- [WORK TO BE COMPLETED] Format the lines from the first one through the line containing "Target: grass", both included, as a JSON list of strings with one string per line and blank lines omitted. Leave the pictures out of the answer.

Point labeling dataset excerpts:
==========

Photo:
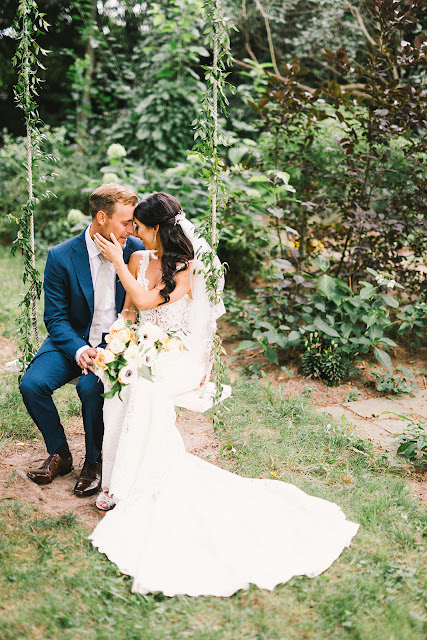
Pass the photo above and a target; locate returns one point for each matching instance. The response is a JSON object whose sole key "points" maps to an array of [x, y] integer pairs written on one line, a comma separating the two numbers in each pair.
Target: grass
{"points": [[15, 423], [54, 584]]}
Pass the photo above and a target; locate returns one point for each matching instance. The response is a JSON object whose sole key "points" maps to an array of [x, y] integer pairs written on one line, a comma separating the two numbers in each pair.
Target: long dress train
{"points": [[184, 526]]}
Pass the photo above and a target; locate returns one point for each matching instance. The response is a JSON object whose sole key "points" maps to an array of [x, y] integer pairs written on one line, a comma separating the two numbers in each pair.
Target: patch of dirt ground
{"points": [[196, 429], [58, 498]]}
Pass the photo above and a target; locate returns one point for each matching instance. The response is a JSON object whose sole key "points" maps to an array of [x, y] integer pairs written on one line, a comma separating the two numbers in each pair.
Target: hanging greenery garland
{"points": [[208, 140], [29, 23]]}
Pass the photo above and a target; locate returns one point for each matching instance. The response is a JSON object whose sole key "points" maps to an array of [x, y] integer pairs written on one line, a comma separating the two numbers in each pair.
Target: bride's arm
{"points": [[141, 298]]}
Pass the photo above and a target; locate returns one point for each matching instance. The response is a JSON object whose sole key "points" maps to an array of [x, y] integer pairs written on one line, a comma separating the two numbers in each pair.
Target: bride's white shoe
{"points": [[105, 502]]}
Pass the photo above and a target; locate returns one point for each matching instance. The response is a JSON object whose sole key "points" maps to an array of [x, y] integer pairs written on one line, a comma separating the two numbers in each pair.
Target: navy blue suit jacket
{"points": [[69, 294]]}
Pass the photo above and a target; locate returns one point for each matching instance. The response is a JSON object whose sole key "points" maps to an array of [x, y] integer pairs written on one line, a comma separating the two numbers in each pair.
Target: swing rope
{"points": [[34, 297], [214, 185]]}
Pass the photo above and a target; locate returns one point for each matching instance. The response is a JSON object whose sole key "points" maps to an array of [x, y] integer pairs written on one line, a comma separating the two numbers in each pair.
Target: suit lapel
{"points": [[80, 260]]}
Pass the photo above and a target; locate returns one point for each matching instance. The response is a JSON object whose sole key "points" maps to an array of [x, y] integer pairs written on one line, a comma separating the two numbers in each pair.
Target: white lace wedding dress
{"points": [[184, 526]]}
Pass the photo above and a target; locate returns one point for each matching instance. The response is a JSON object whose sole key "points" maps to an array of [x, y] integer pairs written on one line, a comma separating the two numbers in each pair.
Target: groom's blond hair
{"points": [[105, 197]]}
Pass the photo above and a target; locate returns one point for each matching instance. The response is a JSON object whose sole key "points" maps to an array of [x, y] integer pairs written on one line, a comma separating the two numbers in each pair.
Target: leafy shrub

==========

- [EXERCISE SOLUTION]
[
  "Photo:",
  "Pass the photo above and a target; locate returns one point for each matching instance. The response is a JSON object whose sole key \"points\" maps to an array of [x, y] integer pairs written on one line, a comma separating the two numbers in each pair.",
  "Target: grass"
]